# GIVEN INSTRUCTION:
Output these rows as a two-column CSV with one line for each row, using the column names "request" and "outline": the request text goes in one quoted field and its answer in the other, with line breaks replaced by spaces. Include every row, and leave out the pictures.

# Labeled area outlines:

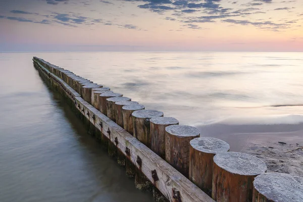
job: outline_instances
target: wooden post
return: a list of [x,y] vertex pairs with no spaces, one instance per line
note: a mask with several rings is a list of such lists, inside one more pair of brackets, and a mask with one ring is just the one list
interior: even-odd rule
[[102,88],[102,85],[89,84],[82,86],[82,96],[83,99],[90,104],[91,104],[91,89],[92,88]]
[[189,144],[189,179],[211,196],[214,157],[216,154],[229,151],[229,145],[208,137],[194,138]]
[[255,178],[252,202],[303,201],[303,177],[268,173]]
[[179,124],[172,117],[155,117],[150,119],[150,148],[162,159],[165,159],[165,128]]
[[150,124],[149,120],[154,117],[163,117],[162,112],[157,110],[141,110],[132,114],[134,137],[150,148]]
[[189,142],[199,136],[199,130],[192,126],[172,125],[165,128],[166,160],[186,177],[189,169]]
[[131,114],[137,110],[144,110],[145,107],[142,105],[126,105],[122,107],[123,115],[123,128],[131,135],[134,134]]
[[100,112],[106,116],[107,115],[106,103],[106,99],[110,97],[121,97],[122,96],[123,96],[123,95],[121,93],[117,93],[114,92],[100,94],[100,95],[99,95],[99,97],[98,97],[100,103]]
[[265,163],[246,154],[226,152],[214,157],[212,197],[217,201],[249,202],[252,181],[266,171]]
[[100,110],[100,97],[99,97],[99,95],[103,93],[113,93],[113,91],[111,90],[106,90],[106,91],[94,91],[93,92],[93,103],[92,103],[92,105],[96,108],[98,110]]
[[115,113],[114,105],[117,102],[130,101],[131,98],[127,97],[114,97],[108,98],[105,100],[106,111],[108,118],[116,122],[116,113]]
[[[104,87],[102,88],[92,88],[91,89],[91,97],[90,97],[90,102],[91,102],[91,103],[90,104],[91,105],[92,105],[94,107],[94,103],[95,103],[95,94],[94,94],[94,92],[95,91],[108,91],[110,90],[111,89],[109,87]],[[112,91],[111,92],[113,92]],[[96,96],[96,100],[97,99],[96,98],[97,97]]]
[[82,95],[82,88],[83,86],[86,85],[91,85],[92,84],[92,81],[89,81],[87,80],[81,81],[79,82],[78,84],[78,89],[79,89],[79,94],[81,96],[83,96]]
[[115,103],[114,108],[116,114],[116,123],[122,127],[124,127],[123,114],[122,114],[122,107],[125,105],[137,105],[138,103],[134,101],[117,102]]
[[[132,101],[126,101],[132,102]],[[136,103],[132,105],[126,105],[122,107],[122,116],[123,119],[123,128],[132,135],[133,134],[132,119],[131,114],[136,110],[142,110],[145,107],[142,105],[138,105]],[[130,160],[131,158],[130,152],[128,152],[125,161],[125,169],[126,169],[126,175],[129,177],[135,177],[136,170],[137,169]]]

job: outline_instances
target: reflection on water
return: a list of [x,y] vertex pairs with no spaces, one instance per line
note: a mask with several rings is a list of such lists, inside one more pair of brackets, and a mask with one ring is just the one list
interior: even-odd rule
[[[153,201],[34,68],[1,55],[0,201]],[[12,59],[15,61],[12,61]]]

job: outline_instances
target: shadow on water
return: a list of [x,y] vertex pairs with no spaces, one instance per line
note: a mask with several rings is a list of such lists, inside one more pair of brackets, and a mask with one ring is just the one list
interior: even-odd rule
[[90,136],[82,121],[76,115],[65,98],[53,90],[48,83],[43,84],[56,100],[56,107],[61,110],[66,120],[72,127],[74,137],[80,144],[79,149],[86,150],[82,154],[84,155],[82,159],[86,161],[84,169],[89,170],[88,172],[94,176],[99,186],[94,189],[85,201],[154,201],[152,194],[137,189],[134,179],[126,176],[125,169],[111,158],[107,150]]

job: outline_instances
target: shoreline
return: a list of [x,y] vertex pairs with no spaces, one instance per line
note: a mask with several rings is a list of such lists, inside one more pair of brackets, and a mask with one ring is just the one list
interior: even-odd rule
[[199,125],[197,128],[201,136],[211,136],[226,141],[231,152],[243,152],[263,160],[268,172],[283,172],[303,177],[303,148],[295,149],[303,147],[302,123],[215,123]]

# FULL OUTPUT:
request,outline
"job: outline_instances target: wooden post return: a list of [x,y] vertex pairs with no spaces, one instance per line note: a mask with several rings is a list of such lists, inside one more pair of brackets, and a mask with one ring is just the one list interior: even-odd rule","[[102,88],[102,85],[89,84],[82,86],[82,96],[83,99],[90,104],[91,104],[91,89],[92,88]] [[189,144],[189,179],[211,196],[214,157],[216,154],[229,151],[229,145],[208,137],[194,138]] [[255,178],[252,202],[303,201],[303,177],[268,173]] [[179,124],[172,117],[155,117],[150,119],[150,148],[162,159],[165,159],[165,128]] [[150,124],[149,120],[154,117],[163,117],[162,112],[157,110],[141,110],[132,114],[134,137],[150,148]] [[189,142],[199,136],[199,130],[192,126],[172,125],[165,128],[166,160],[186,177],[189,169]] [[131,114],[137,110],[144,110],[145,107],[142,105],[126,105],[122,107],[123,115],[123,128],[131,135],[134,134]] [[100,112],[106,116],[107,115],[106,103],[106,99],[110,97],[121,97],[122,96],[123,96],[123,95],[121,93],[117,93],[114,92],[100,94],[100,95],[99,95],[99,97],[98,97],[100,103]] [[265,163],[246,154],[226,152],[214,157],[212,197],[217,201],[249,202],[252,181],[266,171]] [[100,110],[100,97],[99,97],[99,95],[103,93],[113,93],[113,91],[111,90],[106,90],[106,91],[94,91],[93,92],[93,103],[92,103],[92,105],[96,108],[98,110]] [[115,113],[114,105],[117,102],[130,101],[131,98],[127,97],[114,97],[108,98],[105,100],[106,111],[108,118],[116,122],[116,113]] [[[104,87],[102,88],[92,88],[91,89],[91,97],[90,97],[90,102],[91,102],[91,103],[90,104],[91,105],[92,105],[94,107],[94,103],[95,103],[95,94],[94,94],[94,92],[95,91],[108,91],[110,90],[111,89],[109,87]],[[112,91],[111,92],[113,92]],[[96,96],[96,100],[97,99],[96,98],[97,97]]] [[82,95],[82,88],[83,86],[86,85],[91,85],[92,84],[92,81],[89,81],[87,80],[81,81],[79,82],[78,84],[78,89],[79,89],[79,94],[81,96],[83,96]] [[115,103],[114,108],[116,114],[116,123],[122,127],[124,127],[123,114],[122,114],[122,107],[125,105],[137,105],[138,103],[134,101],[117,102]] [[[132,101],[126,101],[132,102]],[[136,103],[132,105],[126,105],[122,107],[122,116],[123,119],[123,128],[132,135],[133,134],[132,119],[131,114],[136,110],[142,110],[145,107],[142,105],[138,105]],[[130,160],[131,158],[130,152],[128,152],[125,161],[125,169],[126,169],[126,175],[129,177],[135,177],[136,170],[137,169]]]"
"job: outline_instances target: reflection on water return: a list of [x,y] vertex pairs with no spaces, one instance per line note: a mask with several rings is a list of such lists, inside one more pair of brackets, and a mask with one ring is just the one list interior: even-odd rule","[[[153,201],[34,68],[1,55],[0,201]],[[12,59],[15,61],[12,61]]]"
"job: outline_instances target: shadow on water return: a list of [x,y] vertex pairs with no spaces, one instance per line note: a mask with several rings is a list of such lists, inside one more pair of brackets, and a mask with one ring is just the one list interior: even-odd rule","[[90,136],[82,121],[76,115],[65,98],[53,90],[48,83],[43,84],[56,100],[56,107],[61,110],[66,120],[72,127],[74,137],[80,144],[79,149],[86,150],[82,154],[84,155],[82,159],[86,161],[84,169],[89,170],[88,172],[94,176],[99,186],[94,189],[85,201],[154,201],[152,194],[137,189],[134,179],[126,176],[125,169],[111,158],[107,150]]"
"job: outline_instances target: shoreline return: a list of [x,y] vertex pairs with no spaces, one instance per line note: a mask with several rings is a list of such lists, inside one more pair of brackets, and a mask with one ring is just the one list interior: even-odd rule","[[199,125],[197,128],[201,136],[211,136],[226,141],[231,152],[243,152],[263,160],[268,172],[283,172],[303,177],[303,148],[295,149],[303,147],[302,123],[215,123]]"